- _Compito da svolgere_:
Prosegui il testo sullo champagne Dom Pérignon riportato qui sotto, partendo subito dopo la sua ultima frase.

Lo champagne più famoso cala l'asso e dopo il millesimé 1999 e il Rosé 1996 è la volta dell'Oenothèque 1993, massima espressione della maison. Che con l'occasione cambia pure etichetta, ponendo l'accento sul celebre monaco benedettino: d'ora in avanti le bottiglie perderanno la dicitura Moët & Chandon - Epernay in favore di Dom Pierre Pérignon - Hautvillers. Non più la cuvée de prestige del colosso di Epernay, dunque, ma uno champagne di lusso con vita e storia proprie. E non si tratta di rinnegare il legame con la maison che gli ha dato vita negli anni Trenta, bensì di porre l'accento sull'individualità dello champagne e sulla connessione con Dom Pierre e l'abbazia di Hautvillers, dove questi ha operato nel XVII secolo.
D'altronde, Dom Pérignon è sempre stata una maison nella maison, con uve Pinot Noir e Chardonnay provenienti esclusivamente da selezionatissimi vigneti Grand Cru di proprietà, cantina di vinificazione indipendente e proprio staff tecnico. A guidarlo con successo da oltre un decennio è Richard Geoffroy, geniale chef de cave con un passato da medico. Sono il suo intuito e la sua innata sensibilità, uniti a un rigore tecnico di prim'ordine, a dar vita nelle annate eccezionali ad autentici capolavori.

- _Materiale fornito_:
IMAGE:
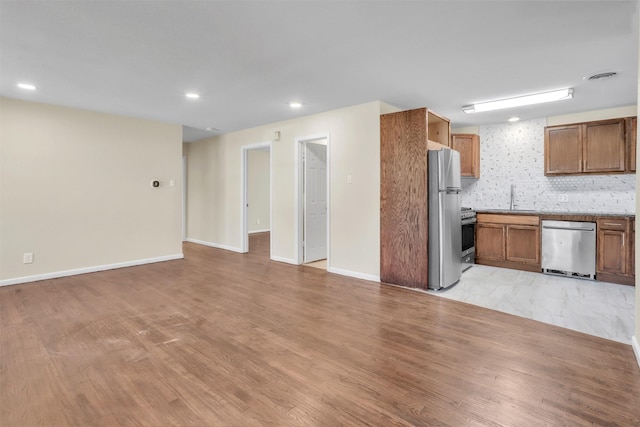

- _Risposta al compito_:
E, di questi, solo la crème de la crème diventa Dom Pérignon Oenothèque, uno champagne che, dopo aver riposato a lungo nelle cantine sotterranee, svela tutta l'essenza, la struttura e la longevità propria dei Dom Pérignon. Parafrasando lo stesso Geoffroy, il rapporto tra l'Oenothèque e il millesimé è come due bambole matrioska: una contiene l'altra e ne nasconde i fini dettagli finché non verrà svelata.